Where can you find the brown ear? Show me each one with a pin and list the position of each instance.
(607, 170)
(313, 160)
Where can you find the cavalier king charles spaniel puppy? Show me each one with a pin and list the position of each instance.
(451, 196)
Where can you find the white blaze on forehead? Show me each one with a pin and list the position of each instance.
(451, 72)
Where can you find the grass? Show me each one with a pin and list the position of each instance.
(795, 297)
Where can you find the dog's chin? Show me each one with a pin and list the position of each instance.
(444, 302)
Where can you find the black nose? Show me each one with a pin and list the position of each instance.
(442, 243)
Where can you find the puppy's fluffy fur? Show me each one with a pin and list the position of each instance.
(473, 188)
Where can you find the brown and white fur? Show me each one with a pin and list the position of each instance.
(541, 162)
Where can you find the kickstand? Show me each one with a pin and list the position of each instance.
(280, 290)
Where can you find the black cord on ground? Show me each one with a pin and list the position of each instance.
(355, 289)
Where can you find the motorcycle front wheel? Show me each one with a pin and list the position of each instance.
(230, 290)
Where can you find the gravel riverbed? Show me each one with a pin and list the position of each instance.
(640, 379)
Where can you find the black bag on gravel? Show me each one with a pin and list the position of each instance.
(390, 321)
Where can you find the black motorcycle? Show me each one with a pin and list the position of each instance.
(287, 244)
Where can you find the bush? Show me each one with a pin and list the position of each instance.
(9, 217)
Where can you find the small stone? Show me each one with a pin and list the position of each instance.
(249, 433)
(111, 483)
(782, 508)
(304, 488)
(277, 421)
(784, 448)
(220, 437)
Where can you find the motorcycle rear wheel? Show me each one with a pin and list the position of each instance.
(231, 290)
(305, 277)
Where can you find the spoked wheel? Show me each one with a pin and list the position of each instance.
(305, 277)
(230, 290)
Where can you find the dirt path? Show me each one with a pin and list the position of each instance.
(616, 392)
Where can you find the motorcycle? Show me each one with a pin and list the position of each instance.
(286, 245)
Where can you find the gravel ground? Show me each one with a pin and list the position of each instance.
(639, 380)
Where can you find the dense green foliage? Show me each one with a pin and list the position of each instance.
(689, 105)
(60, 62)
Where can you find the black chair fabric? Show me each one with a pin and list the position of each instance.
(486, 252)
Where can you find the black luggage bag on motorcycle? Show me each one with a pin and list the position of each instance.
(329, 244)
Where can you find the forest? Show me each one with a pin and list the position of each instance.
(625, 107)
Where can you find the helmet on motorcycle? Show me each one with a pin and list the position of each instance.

Exercise details: Copy out every item above word for word, changing nothing.

Complete response:
Where can you find the brown ear? Show me each one with a pin and list the position of each instance.
(607, 170)
(313, 160)
Where can you find the cavalier king charles spaniel puppy? Show me each one with a pin and list the position of each instance.
(451, 196)
Where can you find the white blaze on forehead? Show me each one with a pin and list the position of each instance.
(451, 72)
Where can you find the grass? Show me each one with a pin and list the position of each instance.
(795, 297)
Where can you find the dog's chin? Show me each one with a pin and list the position of each instance.
(444, 302)
Where can you find the black nose? Show me each one with a pin and list the position of each instance.
(442, 243)
Where can you find the puppy's fluffy fur? Show me each one with a pin and list the position of each instance.
(473, 188)
Where can you find the brown and white fur? Show me each one with a pin and list the position of each instance.
(541, 162)
Where can you find the kickstand? Show me each one with a pin and list the position of each instance.
(280, 290)
Where can you find the black cord on ground? Show me each one with a pin and list the position of each instance.
(355, 289)
Where can you find the motorcycle front wheel? Show me each one with a pin and list the position of each instance.
(230, 290)
Where can you find the gravel riverbed? Show me each one with a pin and list the position of each instance.
(640, 379)
Where can you find the black bag on gravel? Show me each one with a pin and list the position of each instance.
(390, 321)
Where can you find the black motorcycle? Show me each one with a pin and list the position of each instance.
(287, 244)
Where can you find the bush? Show me each one with a pin and list the position of each instance.
(9, 217)
Where can you find the small stone? Show me each one with a pin and list the position of each instance.
(249, 433)
(111, 483)
(782, 508)
(304, 488)
(277, 421)
(784, 448)
(220, 437)
Where can you find the motorcycle rear wheel? Show me each one with a pin and list the position of each instance.
(231, 290)
(305, 277)
Where can you find the spoked wheel? Show me each one with a pin and list the position of each instance.
(305, 277)
(230, 290)
Where can you find the dirt path? Show me each one with a pin and list the position of each instance.
(616, 392)
Where can you find the motorcycle? Show me each one with a pin and list the position of each instance.
(286, 245)
Where can you find the gravel ground? Show me each one with a pin and list the position of each instance.
(639, 380)
Where can you find the dense green foliage? Show me each one with a pin and list the position of each instance.
(689, 105)
(60, 62)
Where can you find the black chair fabric? Show me each one with a pin and list the position of each instance.
(486, 252)
Where can you find the black luggage bag on motorcycle? Show me each one with a pin and list the position of each instance.
(329, 244)
Where can you find the forest? Show me each one with a pin and list the position of each instance.
(625, 107)
Where can you find the helmet on motorcycle? Show me each one with a pin and list the position of each instance.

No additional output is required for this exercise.